**Gegeven rijen**.
☆ ☆ ☆ ☆ ☆ ☆ ☆
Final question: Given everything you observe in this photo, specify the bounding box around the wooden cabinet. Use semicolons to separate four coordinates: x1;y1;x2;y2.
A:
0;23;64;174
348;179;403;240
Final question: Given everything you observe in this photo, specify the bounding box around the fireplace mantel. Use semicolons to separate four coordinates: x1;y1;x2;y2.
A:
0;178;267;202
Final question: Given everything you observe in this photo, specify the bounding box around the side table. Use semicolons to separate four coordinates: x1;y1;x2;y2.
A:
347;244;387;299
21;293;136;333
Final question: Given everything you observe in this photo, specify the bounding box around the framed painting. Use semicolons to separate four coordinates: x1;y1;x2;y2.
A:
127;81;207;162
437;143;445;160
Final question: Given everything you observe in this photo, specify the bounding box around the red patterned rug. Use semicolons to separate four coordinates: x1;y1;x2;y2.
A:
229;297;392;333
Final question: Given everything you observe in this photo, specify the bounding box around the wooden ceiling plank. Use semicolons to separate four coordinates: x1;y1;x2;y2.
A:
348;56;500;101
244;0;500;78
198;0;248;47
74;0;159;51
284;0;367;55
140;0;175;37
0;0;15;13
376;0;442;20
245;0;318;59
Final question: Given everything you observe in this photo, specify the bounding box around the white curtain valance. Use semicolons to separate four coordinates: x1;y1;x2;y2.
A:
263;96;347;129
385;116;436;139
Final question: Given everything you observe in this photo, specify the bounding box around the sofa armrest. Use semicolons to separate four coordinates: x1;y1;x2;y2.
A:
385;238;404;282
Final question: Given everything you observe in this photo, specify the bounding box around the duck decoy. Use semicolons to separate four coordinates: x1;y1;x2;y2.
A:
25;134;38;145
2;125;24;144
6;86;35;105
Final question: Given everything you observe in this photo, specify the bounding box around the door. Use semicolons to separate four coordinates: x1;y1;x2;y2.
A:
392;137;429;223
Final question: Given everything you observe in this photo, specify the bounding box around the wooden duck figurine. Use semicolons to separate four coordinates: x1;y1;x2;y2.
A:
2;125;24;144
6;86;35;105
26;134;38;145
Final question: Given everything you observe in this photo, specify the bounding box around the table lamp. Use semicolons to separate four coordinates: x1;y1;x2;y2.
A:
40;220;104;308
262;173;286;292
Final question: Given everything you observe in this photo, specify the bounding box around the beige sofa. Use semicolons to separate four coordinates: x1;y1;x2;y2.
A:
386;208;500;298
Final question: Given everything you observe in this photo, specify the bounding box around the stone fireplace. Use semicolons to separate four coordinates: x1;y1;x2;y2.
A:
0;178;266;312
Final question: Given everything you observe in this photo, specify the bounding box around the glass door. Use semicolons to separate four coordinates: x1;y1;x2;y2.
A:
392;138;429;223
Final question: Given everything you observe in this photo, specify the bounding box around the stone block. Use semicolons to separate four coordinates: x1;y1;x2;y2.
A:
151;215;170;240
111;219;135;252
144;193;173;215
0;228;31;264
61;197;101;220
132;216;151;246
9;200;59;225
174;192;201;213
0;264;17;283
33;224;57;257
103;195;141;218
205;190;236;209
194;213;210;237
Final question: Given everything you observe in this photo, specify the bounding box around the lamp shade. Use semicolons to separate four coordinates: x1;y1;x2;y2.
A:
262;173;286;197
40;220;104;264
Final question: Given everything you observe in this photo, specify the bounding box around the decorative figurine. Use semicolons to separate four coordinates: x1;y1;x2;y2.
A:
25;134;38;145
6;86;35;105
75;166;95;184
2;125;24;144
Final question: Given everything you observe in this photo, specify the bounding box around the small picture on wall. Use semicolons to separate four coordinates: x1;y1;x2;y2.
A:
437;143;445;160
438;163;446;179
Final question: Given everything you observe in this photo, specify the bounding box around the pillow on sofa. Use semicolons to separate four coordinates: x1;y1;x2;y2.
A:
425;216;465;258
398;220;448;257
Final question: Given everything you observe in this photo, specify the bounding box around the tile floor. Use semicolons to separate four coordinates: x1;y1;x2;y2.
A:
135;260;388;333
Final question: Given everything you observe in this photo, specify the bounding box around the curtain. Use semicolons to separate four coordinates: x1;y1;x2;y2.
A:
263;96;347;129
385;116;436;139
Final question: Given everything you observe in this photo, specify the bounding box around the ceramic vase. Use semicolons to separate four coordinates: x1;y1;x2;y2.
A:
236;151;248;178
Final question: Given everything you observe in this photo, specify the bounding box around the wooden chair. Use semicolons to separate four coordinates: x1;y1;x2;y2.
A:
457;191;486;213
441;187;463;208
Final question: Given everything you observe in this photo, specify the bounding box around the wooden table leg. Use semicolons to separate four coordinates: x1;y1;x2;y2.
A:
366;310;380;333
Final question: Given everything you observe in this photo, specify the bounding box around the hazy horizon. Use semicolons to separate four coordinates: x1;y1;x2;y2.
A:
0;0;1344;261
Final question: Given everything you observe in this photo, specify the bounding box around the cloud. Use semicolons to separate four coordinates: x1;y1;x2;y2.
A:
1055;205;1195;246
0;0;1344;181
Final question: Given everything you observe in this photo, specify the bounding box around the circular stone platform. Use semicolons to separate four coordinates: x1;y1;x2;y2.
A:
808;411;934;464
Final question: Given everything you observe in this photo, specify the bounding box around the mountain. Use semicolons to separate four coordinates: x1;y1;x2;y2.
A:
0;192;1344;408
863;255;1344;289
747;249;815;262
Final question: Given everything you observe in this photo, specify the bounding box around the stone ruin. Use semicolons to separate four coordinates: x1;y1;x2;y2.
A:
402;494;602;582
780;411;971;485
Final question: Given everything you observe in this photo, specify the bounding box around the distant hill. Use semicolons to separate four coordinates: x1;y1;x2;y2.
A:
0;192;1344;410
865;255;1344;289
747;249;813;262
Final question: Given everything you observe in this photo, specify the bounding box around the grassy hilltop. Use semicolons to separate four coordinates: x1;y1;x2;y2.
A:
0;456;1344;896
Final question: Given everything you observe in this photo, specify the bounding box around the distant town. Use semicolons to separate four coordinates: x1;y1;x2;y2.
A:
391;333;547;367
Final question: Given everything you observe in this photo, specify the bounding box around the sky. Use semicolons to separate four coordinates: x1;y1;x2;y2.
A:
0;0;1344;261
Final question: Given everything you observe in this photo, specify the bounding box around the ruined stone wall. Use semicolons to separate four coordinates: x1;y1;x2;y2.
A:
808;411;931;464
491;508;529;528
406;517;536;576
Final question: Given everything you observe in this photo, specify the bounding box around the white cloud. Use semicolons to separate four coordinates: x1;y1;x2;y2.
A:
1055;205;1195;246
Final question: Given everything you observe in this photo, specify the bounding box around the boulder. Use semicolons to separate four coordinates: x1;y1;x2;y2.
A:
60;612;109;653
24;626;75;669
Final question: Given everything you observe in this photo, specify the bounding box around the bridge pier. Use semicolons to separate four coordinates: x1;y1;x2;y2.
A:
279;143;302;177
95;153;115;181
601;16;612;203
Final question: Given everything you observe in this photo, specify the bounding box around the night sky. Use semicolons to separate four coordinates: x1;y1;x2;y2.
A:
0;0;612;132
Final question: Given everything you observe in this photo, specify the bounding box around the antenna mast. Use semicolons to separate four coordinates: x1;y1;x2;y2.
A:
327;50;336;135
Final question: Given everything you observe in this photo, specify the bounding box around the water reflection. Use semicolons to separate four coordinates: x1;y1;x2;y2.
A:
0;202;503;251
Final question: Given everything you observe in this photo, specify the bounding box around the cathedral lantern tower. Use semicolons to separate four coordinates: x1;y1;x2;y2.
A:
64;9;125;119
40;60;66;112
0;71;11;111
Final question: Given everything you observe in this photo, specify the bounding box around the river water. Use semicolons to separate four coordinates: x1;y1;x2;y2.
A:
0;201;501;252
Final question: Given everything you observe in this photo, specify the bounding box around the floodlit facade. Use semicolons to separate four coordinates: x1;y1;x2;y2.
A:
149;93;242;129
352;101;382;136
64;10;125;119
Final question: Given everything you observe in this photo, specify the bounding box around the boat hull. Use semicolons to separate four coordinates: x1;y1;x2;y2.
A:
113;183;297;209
☆ ☆ ☆ ☆ ☆ ☆ ☆
**Opdrachtinstructies**.
Schrijf alleen het stuk van de regel met "around the small" tot en met de regel met "0;0;1344;181" opnieuw uit, beide regels inbegrepen en volledig, dus niet alleen de antwoorden. Verschuif daarbij elke kadercoördinaat in de antwoorden met 80.

**Uitgewerkte opgave**.
Final question: Given everything you observe in this photo, specify the bounding box around the small picture on wall. Use semicolons to separate four coordinates: x1;y1;x2;y2.
A:
517;223;525;240
518;243;526;259
Final question: Given everything you observe in this photo, specify the bounding box around the pillow on sofa. Use semicolons to separate four coordinates: x1;y1;x2;y2.
A:
505;296;545;338
478;300;528;337
Final question: Given everything you observe in this photo, specify the bounding box around the tile floor. Use semicolons to separate four coordinates: x1;y1;x2;y2.
A:
215;340;468;413
Final question: Given everything you observe in this photo, specify the bounding box around the curtain. Use semicolons to separate four coordinates: x1;y1;x2;y2.
A:
343;176;427;209
465;196;516;219
Final question: Given everything you observe in this photo, specify the bounding box around the ceramic vase. Use semicolons to separate four coordinates: x1;y1;x2;y2.
A:
316;231;328;258
Final question: Given everything you observe in this photo, specify the bounding box around the wooden chair. Use semicolons to separate four coordinates: x1;y1;x2;y2.
A:
537;271;566;293
521;267;543;288
Final question: Given everything you observe in this photo, specify the bounding box around the wooden table leg. Use semicolons to separate four coordinates: x1;y1;x2;y2.
A:
446;390;460;413
Final question: Given everything you observe in this photo, specify the bounding box around the hazy horizon. Use semicolons to separate four coordinates: x1;y1;x2;y2.
A:
80;80;1424;341
Final question: Given everything you observe in this photo, specify the bounding box around the cloud. Use semicolons to separate four coordinates: x1;y1;x2;y2.
A:
1135;285;1275;326
80;80;1424;261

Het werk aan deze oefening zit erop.